## [Work instruction]
All entries below need to be written out exactly, but without their pictures.

## [Data for this exercise]

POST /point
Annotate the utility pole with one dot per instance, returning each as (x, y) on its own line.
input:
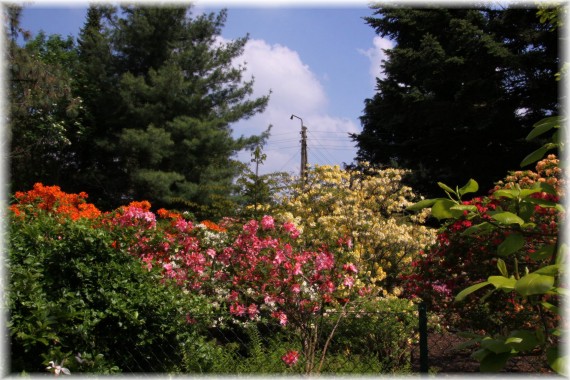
(304, 159)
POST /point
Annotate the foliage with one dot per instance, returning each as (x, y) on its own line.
(514, 229)
(384, 328)
(43, 112)
(71, 293)
(160, 95)
(454, 76)
(256, 192)
(365, 208)
(86, 285)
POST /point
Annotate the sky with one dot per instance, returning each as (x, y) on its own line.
(319, 61)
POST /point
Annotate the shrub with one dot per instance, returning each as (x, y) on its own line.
(71, 292)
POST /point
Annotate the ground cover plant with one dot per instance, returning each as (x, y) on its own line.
(513, 232)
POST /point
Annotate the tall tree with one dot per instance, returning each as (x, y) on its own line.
(461, 89)
(42, 111)
(164, 83)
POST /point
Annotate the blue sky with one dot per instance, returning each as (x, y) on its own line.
(319, 61)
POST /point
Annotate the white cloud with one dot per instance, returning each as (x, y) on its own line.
(295, 89)
(376, 55)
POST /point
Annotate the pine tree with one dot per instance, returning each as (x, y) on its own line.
(42, 111)
(169, 94)
(462, 87)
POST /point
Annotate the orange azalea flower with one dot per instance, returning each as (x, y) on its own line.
(52, 199)
(213, 226)
(165, 214)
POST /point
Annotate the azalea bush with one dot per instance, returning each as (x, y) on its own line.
(251, 270)
(134, 277)
(460, 258)
(513, 232)
(71, 293)
(365, 207)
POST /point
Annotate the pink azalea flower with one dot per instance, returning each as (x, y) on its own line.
(290, 358)
(348, 281)
(252, 311)
(291, 229)
(296, 288)
(281, 316)
(350, 267)
(267, 222)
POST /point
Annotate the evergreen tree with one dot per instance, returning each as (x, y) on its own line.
(462, 87)
(162, 93)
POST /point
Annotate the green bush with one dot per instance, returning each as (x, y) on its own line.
(71, 292)
(381, 332)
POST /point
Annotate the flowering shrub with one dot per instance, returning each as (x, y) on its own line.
(365, 209)
(459, 259)
(250, 270)
(52, 199)
(515, 231)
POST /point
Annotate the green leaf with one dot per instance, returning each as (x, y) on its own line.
(534, 156)
(421, 204)
(502, 267)
(446, 188)
(442, 209)
(470, 187)
(494, 362)
(556, 361)
(480, 354)
(465, 292)
(550, 270)
(545, 187)
(534, 283)
(501, 282)
(482, 227)
(543, 126)
(464, 208)
(545, 252)
(496, 346)
(507, 193)
(523, 340)
(508, 218)
(541, 202)
(511, 244)
(551, 307)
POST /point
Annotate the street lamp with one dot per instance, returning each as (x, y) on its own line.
(303, 147)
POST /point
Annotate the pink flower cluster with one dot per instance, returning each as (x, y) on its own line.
(255, 263)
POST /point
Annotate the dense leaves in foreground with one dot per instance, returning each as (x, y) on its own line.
(111, 288)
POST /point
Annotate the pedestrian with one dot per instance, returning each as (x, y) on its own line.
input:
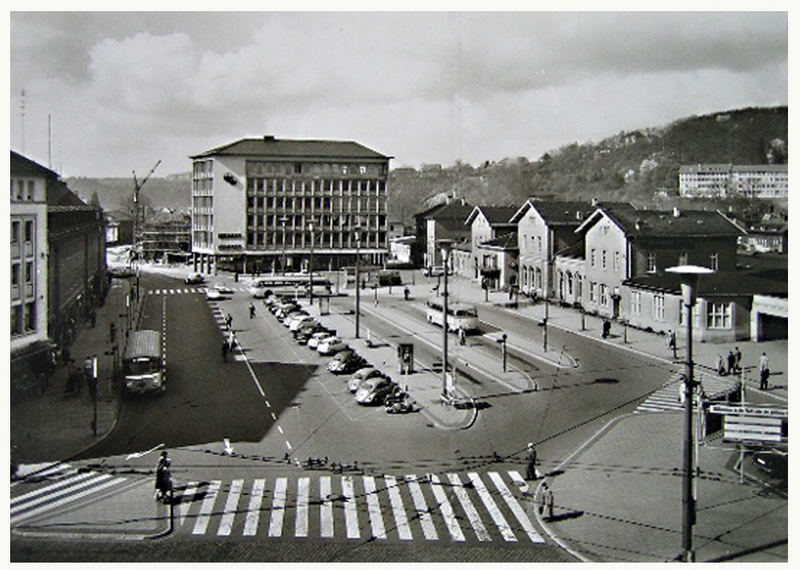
(606, 327)
(530, 474)
(763, 367)
(720, 365)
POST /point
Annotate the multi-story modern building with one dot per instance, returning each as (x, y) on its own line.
(261, 204)
(730, 180)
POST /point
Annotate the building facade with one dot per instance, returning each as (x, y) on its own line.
(770, 181)
(258, 202)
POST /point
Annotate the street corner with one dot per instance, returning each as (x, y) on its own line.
(128, 511)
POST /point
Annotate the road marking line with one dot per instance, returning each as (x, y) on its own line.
(493, 509)
(51, 487)
(469, 508)
(186, 500)
(326, 508)
(204, 517)
(422, 509)
(254, 508)
(446, 509)
(515, 507)
(350, 514)
(65, 500)
(374, 508)
(229, 511)
(403, 529)
(278, 508)
(301, 509)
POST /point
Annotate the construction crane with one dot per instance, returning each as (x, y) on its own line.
(137, 186)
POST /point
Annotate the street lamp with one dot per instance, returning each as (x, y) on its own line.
(283, 220)
(358, 275)
(689, 276)
(445, 245)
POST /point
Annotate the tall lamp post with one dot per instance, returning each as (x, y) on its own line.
(283, 220)
(445, 245)
(358, 276)
(689, 275)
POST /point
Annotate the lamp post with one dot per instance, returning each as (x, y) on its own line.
(283, 221)
(358, 276)
(689, 275)
(445, 245)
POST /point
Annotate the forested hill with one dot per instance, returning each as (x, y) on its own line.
(639, 166)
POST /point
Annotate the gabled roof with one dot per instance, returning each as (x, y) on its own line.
(270, 147)
(657, 223)
(555, 213)
(504, 242)
(495, 215)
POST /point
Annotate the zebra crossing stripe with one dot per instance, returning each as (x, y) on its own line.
(204, 517)
(422, 509)
(403, 530)
(47, 489)
(446, 509)
(186, 501)
(326, 509)
(254, 508)
(301, 510)
(226, 524)
(278, 508)
(374, 508)
(466, 504)
(350, 513)
(68, 498)
(515, 507)
(491, 506)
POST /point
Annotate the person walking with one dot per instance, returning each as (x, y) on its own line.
(530, 473)
(731, 362)
(763, 367)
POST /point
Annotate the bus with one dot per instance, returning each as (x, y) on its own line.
(460, 316)
(143, 363)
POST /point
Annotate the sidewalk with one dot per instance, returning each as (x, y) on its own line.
(56, 426)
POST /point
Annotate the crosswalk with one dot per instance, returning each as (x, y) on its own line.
(454, 507)
(668, 397)
(57, 486)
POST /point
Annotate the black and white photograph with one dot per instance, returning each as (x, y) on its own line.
(422, 284)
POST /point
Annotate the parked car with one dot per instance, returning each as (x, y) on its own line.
(317, 338)
(331, 345)
(360, 376)
(373, 391)
(345, 361)
(298, 320)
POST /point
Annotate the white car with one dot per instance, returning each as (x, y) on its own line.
(295, 323)
(331, 345)
(317, 338)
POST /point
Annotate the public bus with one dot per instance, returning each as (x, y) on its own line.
(143, 364)
(460, 316)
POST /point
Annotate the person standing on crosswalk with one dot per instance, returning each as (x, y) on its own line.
(530, 474)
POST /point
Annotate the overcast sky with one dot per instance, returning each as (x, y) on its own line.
(125, 90)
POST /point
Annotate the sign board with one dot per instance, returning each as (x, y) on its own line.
(752, 423)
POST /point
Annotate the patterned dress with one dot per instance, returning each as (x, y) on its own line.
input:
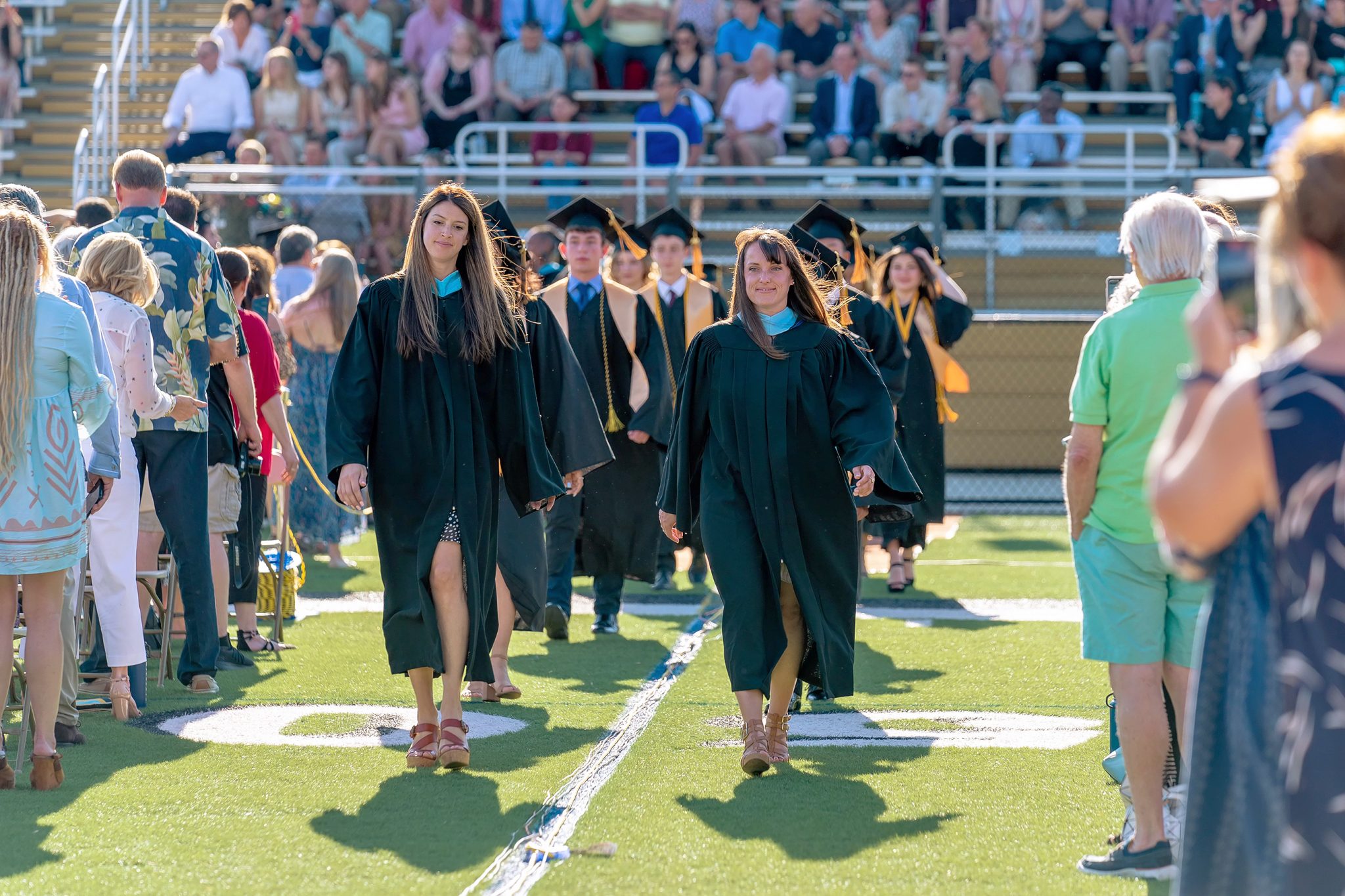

## [Result of this exercise]
POST /point
Annotate the utility pole with one dot per instance, returning each as (x, y) on its own line.
input:
(304, 159)
POST /point
Annotate the foliage with one dot per instance, returning each as (x, y) on its own line.
(514, 229)
(384, 328)
(43, 112)
(71, 293)
(160, 95)
(454, 76)
(256, 192)
(365, 208)
(86, 285)
POST /point
Annotate the sky with one dot per instance, returning each as (x, y) on its own line.
(319, 61)
POST /point
Annotate the shrub with one dot per instance, returning each as (x, y) on its own line.
(71, 292)
POST /point
Annotate the ground cover plant with one dot per instance, returning each as (x, y) on its own line.
(513, 232)
POST /point
Annotate the tall tree with one dot per instance, returning each as (x, y) on its own line.
(461, 89)
(42, 111)
(164, 83)
POST /point
Annotate the blue sky with one dot per instance, returning each as (x, y) on its own line.
(319, 61)
POST /point
Annotate the white cloud with one dot per instance, returning each as (x, y) on its own line.
(295, 89)
(376, 55)
POST /point
Annotate the pine tree with one dot per instance, returning each as (x, y) on its own line.
(42, 111)
(169, 94)
(462, 87)
POST /point
Annotate the orange azalea flower with one dot per instance, returning each as (x, y) on its own line.
(52, 199)
(213, 226)
(165, 214)
POST /point
Annotate the azalea bush with one dot per instance, returning each as (x, y) on its own line.
(251, 270)
(134, 277)
(460, 258)
(513, 232)
(71, 293)
(365, 207)
POST /point
Annotate the pink azalea flower with one dot per instance, returning each as (x, y) on its own line.
(290, 358)
(348, 281)
(252, 311)
(291, 229)
(296, 288)
(281, 316)
(350, 267)
(267, 222)
POST /point
Annotate the evergreen tree with one dot per instance, returning each as (x, y) on its own line.
(462, 87)
(162, 93)
POST /point
Annotate the green bush with one dot per instance, returning each as (x, y) on its own line.
(71, 292)
(381, 332)
POST /point
Annotate the flowering shrub with one dot per instance, returning each as (x, y) on its own line.
(365, 209)
(459, 259)
(250, 270)
(52, 199)
(515, 231)
POST /point
Annotate the green leaf with one dot per instance, returning each as (x, y) on its own line.
(534, 156)
(421, 204)
(502, 267)
(446, 188)
(442, 209)
(470, 187)
(494, 362)
(556, 361)
(480, 354)
(465, 292)
(550, 270)
(545, 187)
(534, 283)
(501, 282)
(482, 227)
(543, 126)
(464, 208)
(545, 252)
(496, 346)
(507, 193)
(523, 340)
(508, 218)
(541, 202)
(511, 244)
(551, 307)
POST /point
Annotate the street lamp with one dot per instance, returning each as (x, y) on its own line.
(303, 147)
POST /point
Annotate the pink flower cluster with one dot per instance, returning each as (x, y) on its own line.
(255, 263)
POST /point
Annotate the dense leaves in foreground with one dot per instance, returning each as (x, y) on its own line.
(111, 288)
POST /point
Annotate the pedestrian with one dot per instance, returning each as (x, y) on its own line.
input:
(606, 327)
(530, 474)
(763, 367)
(720, 365)
POST /point
Annotate the multi-story modern building with one dot per instance, returning each as (x, y) on its own line.
(261, 204)
(730, 180)
POST /point
Annotate the building facade with one dot per instance, returning each as (x, y) on its own line.
(770, 181)
(258, 202)
POST /point
Annotate the street corner with one dot per instance, returning each as (x, y) on its own line.
(128, 511)
POST /point
Annotate the road marking line with one dot per instance, returning each as (x, y) on its own line.
(493, 509)
(51, 487)
(469, 508)
(186, 500)
(326, 508)
(204, 517)
(422, 509)
(254, 508)
(446, 509)
(515, 507)
(350, 514)
(65, 500)
(374, 508)
(229, 511)
(403, 529)
(278, 508)
(301, 509)
POST /point
Annotate the construction crane with one dot per instance, returning each as (x, y) on its own line.
(137, 186)
POST /point
Annotate the street lamp with one dot per instance, returning each as (x, y) on its own line.
(283, 220)
(358, 275)
(689, 276)
(445, 245)
POST /point
Annotate the tall lamp post with one dot per instance, returning each as (x, y) on its own line.
(283, 220)
(445, 245)
(358, 276)
(689, 275)
POST /point
Annotate the lamp post with one dot per instance, returning each as (x, y) on its own line.
(283, 221)
(358, 276)
(689, 275)
(445, 245)
POST /point
Annotate the forested hill with one dot per instance, returning each as (x, y) on its own line.
(639, 166)
POST /point
Annotate the gabled roof with one dot per instance, returning each as (x, y) on its own line.
(270, 147)
(657, 223)
(555, 213)
(504, 242)
(495, 215)
POST /point
Annotate the zebra crossing stripe with one dot per instance, returning each as (x, y) on its own line.
(204, 517)
(422, 509)
(403, 530)
(47, 489)
(446, 509)
(186, 501)
(326, 509)
(254, 508)
(301, 510)
(226, 524)
(278, 508)
(374, 508)
(466, 504)
(350, 513)
(68, 498)
(515, 507)
(491, 506)
POST /point
Annotate the person walking with one dot per instance, returning each as (x, y) on its own line.
(530, 473)
(731, 362)
(763, 367)
POST /point
Annotate the bus with one dot per instance, returning each as (x, y) on its own line.
(460, 316)
(143, 363)
POST /point
Annotate the sidewalk with one dot per instance, returning each as (x, y) on its own line.
(56, 426)
POST /point
Annotate the crosswalk with one dot per instance, returning each as (x, y) on its own line.
(454, 507)
(668, 397)
(57, 486)
POST /point
Annotate the black and white photograph with one dot per instance, returning each as (x, y) on its own line.
(422, 284)
POST /point
Annotate the parked car with one dot per instance, returning each as (x, y) on its own line.
(317, 338)
(331, 345)
(360, 376)
(373, 391)
(345, 361)
(298, 320)
POST /point
Annotate the white car with one dot per instance, returning each as (x, y) on its own line.
(295, 323)
(331, 345)
(317, 338)
POST /point
Annotate the public bus with one dot per instance, returning each as (x, y) on its own line.
(143, 364)
(460, 316)
POST /point
Annotate the person standing on crosswalk with one dot per instance, returning each as (x, y) on its own line.
(530, 474)
POST /point
Annotate the overcast sky with one dot per instance, returning each as (x, y) on its own line.
(125, 90)
POST /point
Annotate the sign board with one dot per instance, returning each as (x, y) on its own line.
(752, 423)
POST /point
Annotate the patterned dress with one dot per instance, returning each as (x, y) on its own line.
input:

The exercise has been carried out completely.